§ **READING PASSAGE**

— Start —

With their countless variations in color, texture, and size, hostas have become a favorite of landscapers and home gardeners. Hostas will brighten up a semi-shady area, and will require very little attention once they're established. Although hostas are often purchased in containers, bare root hostas are just as easy to plant, and are usually less expensive. Plant hostas in early spring as soon as the ground can be worked, or in autumn after the hot weather has passed, at least six weeks before the first frost of the season.
Choose a site to plant the hosta. Hosta will do well in well-drained soil, with at least four hours of dappled or filtered sunlight every day. Work the soil to a depth of at least 10 to 112 inches, and add 6 inches of organic matter such as peat moss, compost or well-rotted manure into the top of the soil, working it in with a rake or garden fork.

— End —

§ **WHAT THIS EXERCISE ASKS**
1 – Answer these questions from the hosta planting text, each in a line marked the same way:
(a) In autumn, how long before the first frost should hostas be planted?
(b) How much daily sunlight do hostas need?
(c) How much organic matter should be added to the top of the soil?
2 – Give a two-sentence summary of the hosta planting text.
3 – Continue the hosta planting text from its last sentence.

§ **DATA ENTRIES**

— Start —

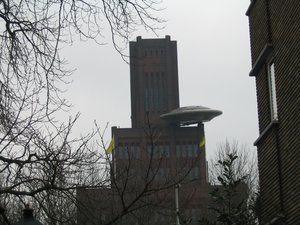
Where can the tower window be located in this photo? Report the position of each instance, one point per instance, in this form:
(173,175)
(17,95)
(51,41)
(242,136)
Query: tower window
(272,91)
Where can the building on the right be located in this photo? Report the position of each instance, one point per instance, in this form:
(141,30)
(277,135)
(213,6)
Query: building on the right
(275,52)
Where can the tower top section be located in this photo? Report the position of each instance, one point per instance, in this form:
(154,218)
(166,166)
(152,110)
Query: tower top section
(153,80)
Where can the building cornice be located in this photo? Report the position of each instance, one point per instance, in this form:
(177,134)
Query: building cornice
(265,131)
(264,54)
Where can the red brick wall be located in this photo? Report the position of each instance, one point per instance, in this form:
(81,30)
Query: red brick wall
(278,146)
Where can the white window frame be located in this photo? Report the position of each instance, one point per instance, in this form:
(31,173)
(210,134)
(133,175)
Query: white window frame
(272,90)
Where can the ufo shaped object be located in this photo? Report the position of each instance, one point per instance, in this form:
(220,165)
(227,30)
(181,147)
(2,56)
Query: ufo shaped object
(190,115)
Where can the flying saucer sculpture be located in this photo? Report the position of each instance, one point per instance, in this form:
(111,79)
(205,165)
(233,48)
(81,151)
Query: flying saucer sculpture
(190,115)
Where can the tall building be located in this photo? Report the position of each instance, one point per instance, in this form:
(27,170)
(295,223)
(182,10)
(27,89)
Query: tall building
(165,147)
(275,52)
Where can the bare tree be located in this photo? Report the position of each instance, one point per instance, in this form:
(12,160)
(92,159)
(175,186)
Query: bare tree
(40,159)
(244,166)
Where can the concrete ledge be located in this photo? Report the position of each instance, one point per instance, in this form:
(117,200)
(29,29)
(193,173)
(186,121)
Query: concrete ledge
(250,7)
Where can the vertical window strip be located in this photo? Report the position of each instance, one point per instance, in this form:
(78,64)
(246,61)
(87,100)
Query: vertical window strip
(165,91)
(152,91)
(157,91)
(146,93)
(272,89)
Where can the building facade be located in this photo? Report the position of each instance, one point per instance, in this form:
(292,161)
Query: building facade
(275,52)
(163,151)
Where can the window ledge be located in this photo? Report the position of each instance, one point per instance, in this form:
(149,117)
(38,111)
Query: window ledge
(265,131)
(268,48)
(250,7)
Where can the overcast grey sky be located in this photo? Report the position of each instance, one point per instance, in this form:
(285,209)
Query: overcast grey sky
(213,59)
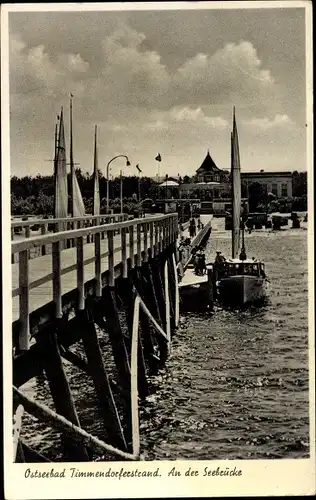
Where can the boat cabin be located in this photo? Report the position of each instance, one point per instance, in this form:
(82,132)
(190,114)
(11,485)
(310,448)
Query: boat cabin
(240,267)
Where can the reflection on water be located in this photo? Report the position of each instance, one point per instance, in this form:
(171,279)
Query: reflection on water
(236,384)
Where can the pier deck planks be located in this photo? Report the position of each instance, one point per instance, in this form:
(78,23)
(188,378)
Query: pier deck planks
(41,266)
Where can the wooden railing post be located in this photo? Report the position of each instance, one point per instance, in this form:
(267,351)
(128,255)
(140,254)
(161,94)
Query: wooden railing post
(56,264)
(134,380)
(139,242)
(131,245)
(145,226)
(111,258)
(123,245)
(24,300)
(80,273)
(97,252)
(43,231)
(151,239)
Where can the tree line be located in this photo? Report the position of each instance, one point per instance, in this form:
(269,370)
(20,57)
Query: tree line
(35,195)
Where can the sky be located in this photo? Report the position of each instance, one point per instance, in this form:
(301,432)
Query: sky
(159,81)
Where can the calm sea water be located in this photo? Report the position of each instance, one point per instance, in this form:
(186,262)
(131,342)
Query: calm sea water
(236,384)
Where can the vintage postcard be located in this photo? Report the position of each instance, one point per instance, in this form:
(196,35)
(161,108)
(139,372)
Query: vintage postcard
(158,253)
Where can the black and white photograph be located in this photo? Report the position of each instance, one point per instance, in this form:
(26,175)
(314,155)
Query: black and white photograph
(158,249)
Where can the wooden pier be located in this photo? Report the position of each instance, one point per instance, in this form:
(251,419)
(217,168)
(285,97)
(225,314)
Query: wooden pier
(116,279)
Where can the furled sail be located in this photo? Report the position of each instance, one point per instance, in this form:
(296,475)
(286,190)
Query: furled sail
(236,189)
(96,189)
(77,205)
(60,172)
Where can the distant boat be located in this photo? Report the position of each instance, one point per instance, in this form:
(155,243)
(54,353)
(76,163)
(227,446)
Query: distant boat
(238,280)
(196,291)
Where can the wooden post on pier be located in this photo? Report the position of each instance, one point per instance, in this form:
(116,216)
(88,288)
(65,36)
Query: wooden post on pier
(120,353)
(100,379)
(60,391)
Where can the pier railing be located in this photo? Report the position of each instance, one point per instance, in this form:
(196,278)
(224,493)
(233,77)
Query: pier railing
(66,224)
(140,239)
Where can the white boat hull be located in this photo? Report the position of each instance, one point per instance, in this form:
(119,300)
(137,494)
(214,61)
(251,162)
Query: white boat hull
(241,289)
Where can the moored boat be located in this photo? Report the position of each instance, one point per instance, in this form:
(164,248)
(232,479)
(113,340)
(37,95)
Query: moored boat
(196,291)
(238,281)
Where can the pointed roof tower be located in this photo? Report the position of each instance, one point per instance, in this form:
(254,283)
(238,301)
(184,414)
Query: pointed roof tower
(208,165)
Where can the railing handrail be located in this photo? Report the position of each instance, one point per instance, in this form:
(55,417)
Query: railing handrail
(28,243)
(34,222)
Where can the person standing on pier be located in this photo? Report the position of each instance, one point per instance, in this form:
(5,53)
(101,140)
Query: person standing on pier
(192,228)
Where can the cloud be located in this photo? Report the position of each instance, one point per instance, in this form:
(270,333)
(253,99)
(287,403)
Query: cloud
(33,71)
(279,121)
(231,72)
(182,117)
(129,75)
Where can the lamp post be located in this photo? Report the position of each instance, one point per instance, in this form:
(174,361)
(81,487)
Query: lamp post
(108,183)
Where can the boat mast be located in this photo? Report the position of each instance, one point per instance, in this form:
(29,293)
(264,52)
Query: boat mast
(55,161)
(96,189)
(236,189)
(71,164)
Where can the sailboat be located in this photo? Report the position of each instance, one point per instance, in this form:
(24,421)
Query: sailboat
(77,206)
(238,280)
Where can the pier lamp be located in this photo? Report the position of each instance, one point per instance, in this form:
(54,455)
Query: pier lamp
(108,181)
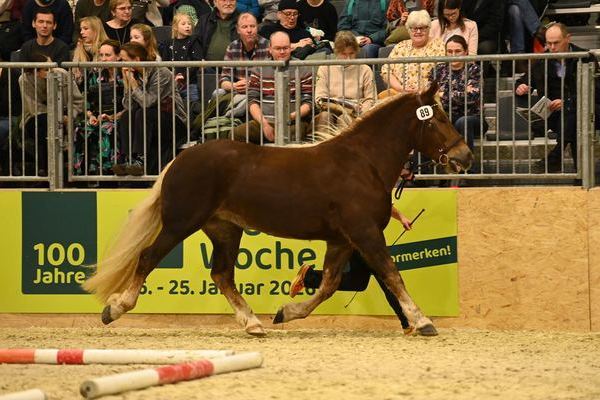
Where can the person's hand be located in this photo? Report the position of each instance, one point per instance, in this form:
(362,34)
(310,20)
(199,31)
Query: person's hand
(555,104)
(240,86)
(268,131)
(400,217)
(522,89)
(365,40)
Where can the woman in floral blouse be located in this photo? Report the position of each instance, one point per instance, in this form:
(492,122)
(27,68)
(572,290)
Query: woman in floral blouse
(460,85)
(412,77)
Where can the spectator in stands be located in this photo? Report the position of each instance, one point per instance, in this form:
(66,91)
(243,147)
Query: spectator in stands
(118,27)
(523,23)
(34,120)
(451,22)
(269,9)
(288,16)
(250,6)
(63,18)
(194,8)
(397,13)
(563,99)
(90,8)
(460,84)
(143,34)
(320,15)
(489,17)
(412,77)
(367,20)
(91,35)
(10,109)
(147,94)
(11,29)
(250,46)
(183,47)
(261,97)
(45,43)
(94,136)
(343,91)
(217,29)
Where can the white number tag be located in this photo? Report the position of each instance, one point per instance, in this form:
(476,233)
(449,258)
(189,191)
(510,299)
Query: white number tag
(424,112)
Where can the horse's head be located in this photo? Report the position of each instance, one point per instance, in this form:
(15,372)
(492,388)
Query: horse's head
(436,136)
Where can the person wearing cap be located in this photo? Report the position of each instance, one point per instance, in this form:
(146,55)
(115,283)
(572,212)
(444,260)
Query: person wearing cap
(217,29)
(45,43)
(288,16)
(63,18)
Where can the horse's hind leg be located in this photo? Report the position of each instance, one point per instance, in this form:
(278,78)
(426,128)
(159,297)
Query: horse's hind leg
(371,245)
(120,303)
(335,258)
(225,237)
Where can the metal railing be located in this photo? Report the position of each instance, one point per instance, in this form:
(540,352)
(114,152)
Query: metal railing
(508,154)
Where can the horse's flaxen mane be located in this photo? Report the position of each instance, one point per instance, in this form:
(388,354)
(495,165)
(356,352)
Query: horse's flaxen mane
(332,132)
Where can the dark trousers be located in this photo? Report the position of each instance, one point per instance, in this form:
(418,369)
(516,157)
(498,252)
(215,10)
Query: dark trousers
(356,278)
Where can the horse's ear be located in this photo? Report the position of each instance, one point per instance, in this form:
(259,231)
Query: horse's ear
(433,88)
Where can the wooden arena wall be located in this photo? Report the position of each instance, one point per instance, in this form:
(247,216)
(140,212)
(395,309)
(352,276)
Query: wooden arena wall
(529,258)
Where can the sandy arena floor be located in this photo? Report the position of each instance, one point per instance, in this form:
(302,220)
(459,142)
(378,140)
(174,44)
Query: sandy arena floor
(334,364)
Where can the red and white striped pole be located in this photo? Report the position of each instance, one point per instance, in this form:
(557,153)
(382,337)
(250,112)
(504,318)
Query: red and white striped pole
(32,394)
(118,383)
(96,356)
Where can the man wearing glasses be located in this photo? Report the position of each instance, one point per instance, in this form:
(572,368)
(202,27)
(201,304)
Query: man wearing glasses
(288,15)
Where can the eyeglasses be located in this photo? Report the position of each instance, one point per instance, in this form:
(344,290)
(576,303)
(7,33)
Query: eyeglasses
(290,14)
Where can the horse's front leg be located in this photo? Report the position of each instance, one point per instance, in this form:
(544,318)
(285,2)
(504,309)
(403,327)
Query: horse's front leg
(371,245)
(225,238)
(335,258)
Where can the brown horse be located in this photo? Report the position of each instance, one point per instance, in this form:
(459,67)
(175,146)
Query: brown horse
(338,191)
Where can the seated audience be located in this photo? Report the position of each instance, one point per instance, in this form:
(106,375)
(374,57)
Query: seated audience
(117,28)
(250,46)
(45,43)
(451,22)
(458,88)
(217,29)
(288,21)
(63,18)
(143,34)
(90,8)
(489,17)
(94,149)
(343,92)
(320,15)
(91,35)
(397,13)
(366,19)
(183,47)
(148,99)
(34,120)
(412,77)
(261,97)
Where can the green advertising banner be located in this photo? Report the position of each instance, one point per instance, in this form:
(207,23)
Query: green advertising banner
(51,239)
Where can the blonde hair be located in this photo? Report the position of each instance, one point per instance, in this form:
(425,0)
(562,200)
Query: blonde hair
(81,54)
(418,18)
(176,20)
(149,40)
(345,39)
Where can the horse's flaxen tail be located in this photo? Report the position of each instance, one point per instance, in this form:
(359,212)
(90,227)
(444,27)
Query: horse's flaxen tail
(115,272)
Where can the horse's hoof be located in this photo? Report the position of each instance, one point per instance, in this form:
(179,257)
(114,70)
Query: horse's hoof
(256,330)
(279,317)
(427,330)
(106,318)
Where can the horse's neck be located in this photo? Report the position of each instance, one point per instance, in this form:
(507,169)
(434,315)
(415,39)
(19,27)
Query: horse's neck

— End —

§ **PER-TASK OUTPUTS**
1 –
(a) At least six weeks before the first frost of the season.
(b) At least four hours of dappled or filtered sunlight every day.
(c) 6 inches.

2 – Hostas are popular, low-maintenance plants for semi-shady areas, and bare root hostas are as easy to plant as container ones and usually cheaper. They should be planted in early spring or in autumn at least six weeks before the first frost, in a well-drained site with at least four hours of filtered sunlight and with organic matter worked into the soil.

3 –
Fill a large bucket or basin with lukewarm water. and soak the hosta's roots for 3 to 4 hours. A well-hydrated root system will prevent shock to the plant during planting.
Dig a hole at least a foot deep. Look at the hosta's label or planting instructions to determine the plant's expected size at maturity, and make the hole at least double the width.
Make a small hill in the bottom of the hole, and plant the hosta with its roots spread out evenly over the hill. If the roots are bent or folded, widen the hole.
Add the reserved soil, and water the hosta deeply. It may be necessary to add additional soil if the ground settles after watering.
Mulch around the hosta with thin layer of organic material such as bark chips or pine needles, but leave a margin so the mulch doesn't pile up against the hosta. The mulch will collect heat and moisture, and can cause the hosta to mildew.
Make sure the hosta gets at least an inch of moisture every week, from rain or watering. Water the hosta early in the day. Stop watering the hosta in late autumn, because the hosta will winter better if it's somewhat dry.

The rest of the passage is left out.